Task inputs
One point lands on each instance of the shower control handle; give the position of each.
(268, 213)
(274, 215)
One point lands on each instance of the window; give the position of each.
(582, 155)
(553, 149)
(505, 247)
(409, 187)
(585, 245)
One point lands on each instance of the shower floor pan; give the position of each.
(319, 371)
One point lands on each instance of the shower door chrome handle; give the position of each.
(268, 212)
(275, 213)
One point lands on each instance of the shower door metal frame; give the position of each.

Exercise brief
Please format the lines of the material above as a numbered list, omitting any blank lines.

Complete response
1. One point lands on each instance of the shower control handle; give the position of each.
2. (268, 213)
3. (274, 215)
4. One point lands on each instance of the window; give the position of each.
5. (582, 155)
6. (553, 149)
7. (505, 247)
8. (409, 187)
9. (585, 245)
10. One point lands on each instance of the shower floor pan; give the position of each.
11. (319, 371)
12. One point lands on each instance of the shower door chrome handle; give the position of each.
13. (268, 212)
14. (275, 213)
15. One point lands on each instance of the shower door metal frame; give the position of each.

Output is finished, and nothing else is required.